**EXERCISE REQUIREMENTS**
Please pick out each line below that contains the string "every", matching case exactly, and copy those lines as they appear.

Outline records
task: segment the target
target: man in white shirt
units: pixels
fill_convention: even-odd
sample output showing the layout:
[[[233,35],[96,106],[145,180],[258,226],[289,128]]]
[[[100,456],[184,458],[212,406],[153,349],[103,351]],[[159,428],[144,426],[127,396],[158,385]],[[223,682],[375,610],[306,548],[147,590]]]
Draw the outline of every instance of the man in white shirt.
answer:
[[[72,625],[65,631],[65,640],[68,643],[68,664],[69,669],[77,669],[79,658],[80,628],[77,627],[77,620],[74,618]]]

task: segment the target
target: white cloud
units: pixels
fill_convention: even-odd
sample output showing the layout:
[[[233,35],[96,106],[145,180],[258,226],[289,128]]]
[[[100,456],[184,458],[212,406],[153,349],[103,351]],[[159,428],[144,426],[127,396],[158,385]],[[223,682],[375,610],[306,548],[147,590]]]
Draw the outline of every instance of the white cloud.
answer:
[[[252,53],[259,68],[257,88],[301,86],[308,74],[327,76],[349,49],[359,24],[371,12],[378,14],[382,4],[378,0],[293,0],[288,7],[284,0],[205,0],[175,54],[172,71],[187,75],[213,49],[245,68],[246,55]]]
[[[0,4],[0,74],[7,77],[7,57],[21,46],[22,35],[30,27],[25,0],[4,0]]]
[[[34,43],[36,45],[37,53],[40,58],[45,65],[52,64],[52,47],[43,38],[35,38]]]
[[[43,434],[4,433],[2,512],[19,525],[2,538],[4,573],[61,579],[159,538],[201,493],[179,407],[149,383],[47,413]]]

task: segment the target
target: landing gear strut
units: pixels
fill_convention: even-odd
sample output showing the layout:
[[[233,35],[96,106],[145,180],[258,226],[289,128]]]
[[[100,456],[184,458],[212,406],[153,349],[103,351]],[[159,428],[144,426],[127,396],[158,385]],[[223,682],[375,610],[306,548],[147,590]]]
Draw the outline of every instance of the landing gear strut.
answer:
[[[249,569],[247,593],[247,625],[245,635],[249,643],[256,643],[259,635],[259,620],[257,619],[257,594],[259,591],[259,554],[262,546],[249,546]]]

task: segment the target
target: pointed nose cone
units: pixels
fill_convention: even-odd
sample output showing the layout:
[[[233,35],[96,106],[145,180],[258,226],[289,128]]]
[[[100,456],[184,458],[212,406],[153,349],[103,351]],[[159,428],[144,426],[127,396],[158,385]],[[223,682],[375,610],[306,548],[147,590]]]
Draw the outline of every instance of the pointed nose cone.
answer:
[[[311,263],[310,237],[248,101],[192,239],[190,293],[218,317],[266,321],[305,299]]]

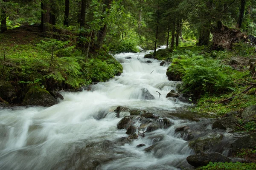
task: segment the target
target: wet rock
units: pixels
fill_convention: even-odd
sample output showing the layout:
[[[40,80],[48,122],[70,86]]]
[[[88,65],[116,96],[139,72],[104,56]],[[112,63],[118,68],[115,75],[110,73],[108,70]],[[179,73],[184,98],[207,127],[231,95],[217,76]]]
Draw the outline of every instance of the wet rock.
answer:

**SOLUTION TO THIS TASK**
Draw the outline of every instance of the man in white shirt.
Draw the outline of every instance of the white cloud.
Draw the outline of every instance of the landing gear strut.
Draw the outline of every instance of the pointed nose cone.
Draw the outline of every instance of the wet rock.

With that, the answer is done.